▸ **Dataset entries**:
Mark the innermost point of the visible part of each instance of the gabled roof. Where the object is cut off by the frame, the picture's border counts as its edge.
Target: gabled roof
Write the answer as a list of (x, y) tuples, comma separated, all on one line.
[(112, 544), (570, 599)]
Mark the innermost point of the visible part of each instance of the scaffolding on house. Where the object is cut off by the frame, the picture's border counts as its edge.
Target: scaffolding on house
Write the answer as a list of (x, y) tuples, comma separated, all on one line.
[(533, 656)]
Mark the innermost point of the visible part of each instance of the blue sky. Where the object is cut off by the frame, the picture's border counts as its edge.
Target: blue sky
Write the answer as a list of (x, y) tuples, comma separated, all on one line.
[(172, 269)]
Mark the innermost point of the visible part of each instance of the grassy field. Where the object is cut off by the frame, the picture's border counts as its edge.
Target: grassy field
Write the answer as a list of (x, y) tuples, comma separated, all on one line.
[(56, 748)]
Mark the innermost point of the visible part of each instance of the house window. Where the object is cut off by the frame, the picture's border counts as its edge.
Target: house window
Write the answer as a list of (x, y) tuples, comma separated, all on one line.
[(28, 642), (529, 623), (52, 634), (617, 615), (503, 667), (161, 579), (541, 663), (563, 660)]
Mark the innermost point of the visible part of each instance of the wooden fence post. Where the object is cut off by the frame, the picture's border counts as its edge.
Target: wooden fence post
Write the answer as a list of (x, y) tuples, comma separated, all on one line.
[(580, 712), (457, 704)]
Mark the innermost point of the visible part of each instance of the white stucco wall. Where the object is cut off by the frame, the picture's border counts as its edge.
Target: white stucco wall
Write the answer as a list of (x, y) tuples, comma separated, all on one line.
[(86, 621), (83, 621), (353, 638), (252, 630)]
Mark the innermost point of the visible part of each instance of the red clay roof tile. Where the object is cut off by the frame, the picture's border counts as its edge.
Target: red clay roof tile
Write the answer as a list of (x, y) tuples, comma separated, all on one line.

▸ **PROBLEM DETAILS**: Rewrite the material from the line with "of the house" up to and including the last line, with the requests kept in. Shift every coordinate in the answers by -108.

▸ **TASK SOLUTION**:
Mark the innermost point of the visible part of each instance of the house window. Where the object is cut off by the frame, the picture's border counts as its edge.
Target: house window
Write the answer as a list of (x, y) tuples, comma separated, all on one line.
[(-80, 534), (421, 515), (-56, 526), (509, 507), (395, 559), (53, 471), (433, 555), (455, 552)]
Mark the innermost point of the visible part of each instance of the wooden fence post. Where the object is cut off by the frame, the picture's border counts as its edge.
Target: wooden fence post
Write the answer as a list of (x, y) tuples, comma separated, all on one line.
[(472, 604), (349, 596)]
Mark the innermost point of the visible part of each instance of the white stucco wall. Where the object is cut off by the frame, the picture's border counts as its edge.
Target: white stucco wall
Write the answer as a list of (x, y) tuples, comma separated, all on one line.
[(-22, 513), (-25, 513), (245, 530), (144, 522)]
Mark the innermost point of the visible part of each instance of the red clay roof tile. Where the object is cut off by the frame, the picture's border counts as its edge.
Target: red clay roof tile
Write the answer as a list of (x, y) tuples, comma separated, all on one line.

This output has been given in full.